## Data rows
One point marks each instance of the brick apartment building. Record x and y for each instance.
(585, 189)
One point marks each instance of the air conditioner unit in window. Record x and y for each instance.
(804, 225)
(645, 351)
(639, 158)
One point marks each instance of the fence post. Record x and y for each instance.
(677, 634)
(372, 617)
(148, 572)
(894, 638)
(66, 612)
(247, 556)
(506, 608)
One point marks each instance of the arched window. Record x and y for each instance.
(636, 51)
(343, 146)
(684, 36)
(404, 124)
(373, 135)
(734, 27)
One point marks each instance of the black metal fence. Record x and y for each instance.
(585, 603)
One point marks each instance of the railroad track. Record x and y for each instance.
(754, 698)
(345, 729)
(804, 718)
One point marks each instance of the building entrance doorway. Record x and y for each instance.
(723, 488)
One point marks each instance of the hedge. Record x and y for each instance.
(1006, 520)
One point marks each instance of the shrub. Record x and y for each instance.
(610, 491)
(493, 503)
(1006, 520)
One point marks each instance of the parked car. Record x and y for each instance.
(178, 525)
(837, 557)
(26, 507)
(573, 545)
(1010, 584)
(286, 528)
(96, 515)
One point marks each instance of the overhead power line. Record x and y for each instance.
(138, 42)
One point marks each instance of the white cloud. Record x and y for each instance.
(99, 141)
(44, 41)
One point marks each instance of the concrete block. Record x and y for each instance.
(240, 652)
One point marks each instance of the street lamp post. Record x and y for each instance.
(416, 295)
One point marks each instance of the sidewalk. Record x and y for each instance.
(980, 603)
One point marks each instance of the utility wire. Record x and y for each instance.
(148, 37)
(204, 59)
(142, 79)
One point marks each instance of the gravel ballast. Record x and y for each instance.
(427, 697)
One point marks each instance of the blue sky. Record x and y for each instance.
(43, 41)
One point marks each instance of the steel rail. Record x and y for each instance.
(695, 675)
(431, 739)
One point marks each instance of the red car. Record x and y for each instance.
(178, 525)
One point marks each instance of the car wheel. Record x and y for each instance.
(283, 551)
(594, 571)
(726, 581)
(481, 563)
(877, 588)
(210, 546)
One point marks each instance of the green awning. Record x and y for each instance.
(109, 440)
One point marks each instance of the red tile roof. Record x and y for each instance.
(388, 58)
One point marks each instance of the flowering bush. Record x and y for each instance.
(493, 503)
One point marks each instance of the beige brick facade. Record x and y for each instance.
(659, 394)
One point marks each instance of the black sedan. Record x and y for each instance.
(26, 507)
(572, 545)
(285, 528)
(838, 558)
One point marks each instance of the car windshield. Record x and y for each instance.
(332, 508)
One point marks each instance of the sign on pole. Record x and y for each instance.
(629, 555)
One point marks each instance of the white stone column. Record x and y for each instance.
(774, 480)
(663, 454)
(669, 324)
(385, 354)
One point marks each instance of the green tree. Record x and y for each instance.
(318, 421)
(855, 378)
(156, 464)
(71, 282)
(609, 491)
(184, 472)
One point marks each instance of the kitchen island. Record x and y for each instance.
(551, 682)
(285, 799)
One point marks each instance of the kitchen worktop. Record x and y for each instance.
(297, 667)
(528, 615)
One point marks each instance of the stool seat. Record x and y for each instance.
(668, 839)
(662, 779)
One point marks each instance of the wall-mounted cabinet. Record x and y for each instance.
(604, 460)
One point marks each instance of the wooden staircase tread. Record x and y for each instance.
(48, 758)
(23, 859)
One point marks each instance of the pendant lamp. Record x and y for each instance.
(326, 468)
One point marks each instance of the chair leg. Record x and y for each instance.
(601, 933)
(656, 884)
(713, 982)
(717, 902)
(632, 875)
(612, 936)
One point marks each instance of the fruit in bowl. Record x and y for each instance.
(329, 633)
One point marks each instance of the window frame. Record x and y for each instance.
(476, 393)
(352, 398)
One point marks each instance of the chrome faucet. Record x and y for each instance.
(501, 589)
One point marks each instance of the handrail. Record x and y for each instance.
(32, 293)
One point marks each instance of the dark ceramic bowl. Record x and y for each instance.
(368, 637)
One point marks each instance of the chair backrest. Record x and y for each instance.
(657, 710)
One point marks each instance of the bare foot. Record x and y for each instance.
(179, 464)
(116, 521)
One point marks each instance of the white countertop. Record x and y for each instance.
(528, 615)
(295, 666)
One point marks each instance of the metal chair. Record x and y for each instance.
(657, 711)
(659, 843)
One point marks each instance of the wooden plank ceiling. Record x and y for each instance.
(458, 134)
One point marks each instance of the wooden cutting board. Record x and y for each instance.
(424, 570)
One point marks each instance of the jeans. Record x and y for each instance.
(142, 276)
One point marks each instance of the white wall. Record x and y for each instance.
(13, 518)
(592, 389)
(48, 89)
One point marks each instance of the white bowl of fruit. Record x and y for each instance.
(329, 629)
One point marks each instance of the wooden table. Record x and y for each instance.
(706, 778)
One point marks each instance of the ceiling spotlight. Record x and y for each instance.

## Stated exercise
Rewrite every one of the entries above, swapping "instance" for "occurrence" each time it appears and leaving everything else unchanged.

## Answer to this exercise
One point marks each occurrence of the brick apartment building. Record x and y for each occurrence.
(585, 189)
One point marks each occurrence of the air conditioner unit in window. Record x and y for each occurrence.
(804, 225)
(645, 351)
(639, 158)
One point marks each occurrence of the fence post. Record x and y for each occurrence.
(677, 634)
(372, 617)
(148, 572)
(894, 638)
(66, 612)
(247, 556)
(506, 608)
One point marks each occurrence of the arched window. Record x and y for each occurrence.
(636, 51)
(343, 146)
(684, 36)
(404, 124)
(373, 135)
(734, 27)
One point marks each occurrence of the black metal fence. Record x and y for each occurrence.
(585, 603)
One point marks each occurrence of the railroad track. Record x and y for each occurrence.
(754, 698)
(345, 729)
(804, 718)
One point marks each occurrence of the building entrance doorway. Record x and y for each occurrence.
(723, 488)
One point marks each occurrence of the hedge. Record x and y for each occurrence.
(1006, 520)
One point marks each occurrence of the shrub. Record x and y for each occurrence.
(610, 491)
(493, 503)
(1006, 520)
One point marks each occurrence of the parked car. Record x and y for each occurrence.
(178, 525)
(837, 557)
(26, 507)
(573, 545)
(1010, 584)
(286, 528)
(96, 515)
One point marks each occurrence of the overhead power line. Record x and y for each occurrence.
(138, 42)
One point marks each occurrence of the white cloud. Record x and y for each occurrence.
(99, 141)
(44, 41)
One point marks each occurrence of the concrete block. Record x and y for each occurrence.
(240, 652)
One point marks each occurrence of the street lamp post. Record x and y for each occurrence.
(416, 295)
One point marks each occurrence of the sidewalk. Record x and y for each occurrence.
(980, 603)
One point marks each occurrence of the utility wire. Record x and y for each occurrence.
(148, 37)
(204, 59)
(142, 79)
One point marks each occurrence of the gravel ballast. Record x and y for each occurrence.
(427, 697)
One point marks each occurrence of the blue sky. Record x and y for each occurrence.
(43, 41)
One point marks each occurrence of the steel rail. Record x and y for each occurrence.
(695, 675)
(431, 739)
One point marks each occurrence of the red car. Record x and y for each occurrence.
(178, 525)
One point marks each occurrence of the car wheel. Record x and y for each occurrence.
(283, 551)
(594, 571)
(726, 581)
(481, 563)
(877, 588)
(210, 546)
One point marks each occurrence of the green awning. Record x and y for each occurrence.
(109, 440)
One point marks each occurrence of the red tile roof. Record x and y for each occurrence.
(388, 58)
One point marks each occurrence of the flowering bush. Record x and y for each occurrence.
(493, 503)
One point marks each occurrence of the beige brick facade. Record x and y for each occurrence.
(659, 394)
One point marks each occurrence of the black sedan. Record x and y for each occurrence.
(26, 507)
(572, 545)
(285, 528)
(838, 558)
One point marks each occurrence of the car windshield. Record x and y for each occurrence.
(332, 508)
One point marks each occurrence of the sign on pole. Record x and y for each occurrence.
(629, 555)
One point marks each occurrence of the white stone column. Record x and y for each occurrence.
(774, 480)
(663, 454)
(669, 324)
(385, 354)
One point marks each occurrence of the green tree. Record x and y for each occurrence.
(318, 421)
(855, 378)
(156, 464)
(71, 282)
(609, 491)
(184, 472)
One point marks each occurrence of the kitchen island. Record x and y for each occurrence.
(551, 682)
(285, 799)
One point marks each occurrence of the kitchen worktop. Record x and y for each occurrence.
(297, 667)
(528, 615)
One point marks each occurrence of the stool seat. Record x and y for each occurrence.
(668, 839)
(662, 779)
One point marks each occurrence of the wall-mounted cabinet. Record x and y for each occurrence.
(604, 460)
One point marks each occurrence of the wooden staircase tread. Record x and y for each occurrence.
(48, 758)
(23, 859)
One point marks each occurrence of the pendant lamp. Record x and y for each occurrence.
(326, 468)
One point marks each occurrence of the chair leg. Record x and y for each occurrence.
(601, 933)
(656, 884)
(713, 982)
(717, 902)
(632, 875)
(612, 936)
One point marks each occurrence of the fruit in bowl. Record x and y for each occurrence.
(329, 633)
One point marks each occurrence of the window frame. Record x and y for each occurrence.
(476, 393)
(352, 398)
One point marks each occurrence of the chrome faucet. Record x and y for each occurrence.
(501, 589)
One point marks each occurrence of the handrail. Record x and y for each occurrence.
(32, 293)
One point marks each occurrence of the dark ceramic bowl. Record x and y for each occurrence.
(368, 637)
One point marks each occurrence of the chair backrest. Record x and y for each occurrence.
(657, 710)
One point marks each occurrence of the bare foot. Record x and y for each occurrence.
(179, 464)
(116, 521)
One point marks each occurrence of the white countertop. Record x and y for each occurrence.
(528, 615)
(295, 666)
One point marks each occurrence of the metal chair. Record x and y for each occurrence.
(657, 711)
(659, 843)
One point marks each occurrence of the wooden plank ceiling. Record x and y for each occurrence.
(458, 134)
One point marks each occurrence of the wooden cutting board. Record x and y for each occurrence.
(424, 570)
One point marks each occurrence of the jeans. Record x and y for each occurrence.
(142, 276)
One point marks each occurrence of the white wall. Record x and y for each occurrence.
(13, 518)
(592, 389)
(48, 89)
One point marks each occurrence of the white bowl of fruit. Record x and y for each occurrence.
(329, 629)
One point marks each occurrence of the wooden table. Record x and y for each occurrence.
(706, 778)
One point marks each occurrence of the ceiling spotlight. Record x and y for each occurrence.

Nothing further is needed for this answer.